Data shown ::

++++++++++

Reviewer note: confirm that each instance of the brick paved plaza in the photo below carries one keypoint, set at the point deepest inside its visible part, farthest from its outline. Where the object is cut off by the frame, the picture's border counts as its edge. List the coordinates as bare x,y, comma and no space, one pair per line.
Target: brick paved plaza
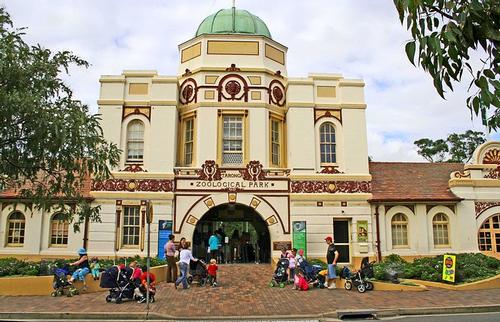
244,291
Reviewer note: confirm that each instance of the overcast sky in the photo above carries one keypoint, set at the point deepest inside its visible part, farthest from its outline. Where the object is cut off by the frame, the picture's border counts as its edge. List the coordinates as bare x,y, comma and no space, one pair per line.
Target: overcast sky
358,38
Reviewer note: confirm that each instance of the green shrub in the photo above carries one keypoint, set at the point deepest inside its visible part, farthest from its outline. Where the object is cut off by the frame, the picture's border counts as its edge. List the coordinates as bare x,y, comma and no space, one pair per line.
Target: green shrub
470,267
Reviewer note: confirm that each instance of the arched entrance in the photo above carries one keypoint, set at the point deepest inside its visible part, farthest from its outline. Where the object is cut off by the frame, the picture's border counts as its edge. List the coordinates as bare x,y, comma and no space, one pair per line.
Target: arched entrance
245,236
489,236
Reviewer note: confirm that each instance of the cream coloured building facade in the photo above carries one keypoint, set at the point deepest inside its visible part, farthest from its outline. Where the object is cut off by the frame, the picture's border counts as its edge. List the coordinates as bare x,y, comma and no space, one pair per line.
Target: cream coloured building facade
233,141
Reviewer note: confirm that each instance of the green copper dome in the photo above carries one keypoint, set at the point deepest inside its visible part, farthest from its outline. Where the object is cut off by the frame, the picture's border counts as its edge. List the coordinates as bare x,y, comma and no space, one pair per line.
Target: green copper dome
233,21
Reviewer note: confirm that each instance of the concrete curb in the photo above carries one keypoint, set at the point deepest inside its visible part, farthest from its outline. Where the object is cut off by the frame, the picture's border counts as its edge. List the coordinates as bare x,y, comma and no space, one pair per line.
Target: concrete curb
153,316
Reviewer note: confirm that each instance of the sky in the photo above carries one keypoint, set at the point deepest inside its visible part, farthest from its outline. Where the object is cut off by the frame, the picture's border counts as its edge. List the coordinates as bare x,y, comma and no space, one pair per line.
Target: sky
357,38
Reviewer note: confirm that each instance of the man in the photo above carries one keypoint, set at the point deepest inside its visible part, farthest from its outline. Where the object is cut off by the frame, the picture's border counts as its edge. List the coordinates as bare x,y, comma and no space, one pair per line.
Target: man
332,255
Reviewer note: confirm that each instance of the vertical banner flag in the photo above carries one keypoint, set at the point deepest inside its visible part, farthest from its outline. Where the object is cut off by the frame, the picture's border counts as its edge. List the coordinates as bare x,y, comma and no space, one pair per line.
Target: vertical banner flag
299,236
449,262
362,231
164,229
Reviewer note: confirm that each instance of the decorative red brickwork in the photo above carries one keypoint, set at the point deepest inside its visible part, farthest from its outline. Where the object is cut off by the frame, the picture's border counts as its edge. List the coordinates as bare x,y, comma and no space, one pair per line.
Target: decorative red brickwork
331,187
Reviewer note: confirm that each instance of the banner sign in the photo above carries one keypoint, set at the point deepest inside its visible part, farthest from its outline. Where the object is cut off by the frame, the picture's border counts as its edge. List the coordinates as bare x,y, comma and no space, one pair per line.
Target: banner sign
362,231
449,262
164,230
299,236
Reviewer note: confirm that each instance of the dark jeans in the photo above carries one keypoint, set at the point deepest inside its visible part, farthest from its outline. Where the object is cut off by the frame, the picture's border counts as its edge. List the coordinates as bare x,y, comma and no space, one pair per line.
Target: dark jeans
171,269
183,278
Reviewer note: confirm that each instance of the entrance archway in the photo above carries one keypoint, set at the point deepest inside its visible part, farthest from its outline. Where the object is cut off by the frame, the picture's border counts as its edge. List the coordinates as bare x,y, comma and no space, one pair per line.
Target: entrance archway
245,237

++++++++++

Required task :: Lay out the part of the rows that opens with the line containing "Reviewer note: confirm that each instance of the entrance" and closes with the last line of the rows as a JSON list of strings, one string per line. Include both end lines and leave out blank lines.

Reply ::
[
  "Reviewer note: confirm that each instance of the entrance archway in the photo above carries one keypoint, set at the point deepest inside its visible part, farthest from its outline. Where the object is cut off by the frame, the picture's border counts as its edge. List the coordinates as bare x,y, comma and no space, one pair per line.",
  "Target: entrance archway",
  "245,237"
]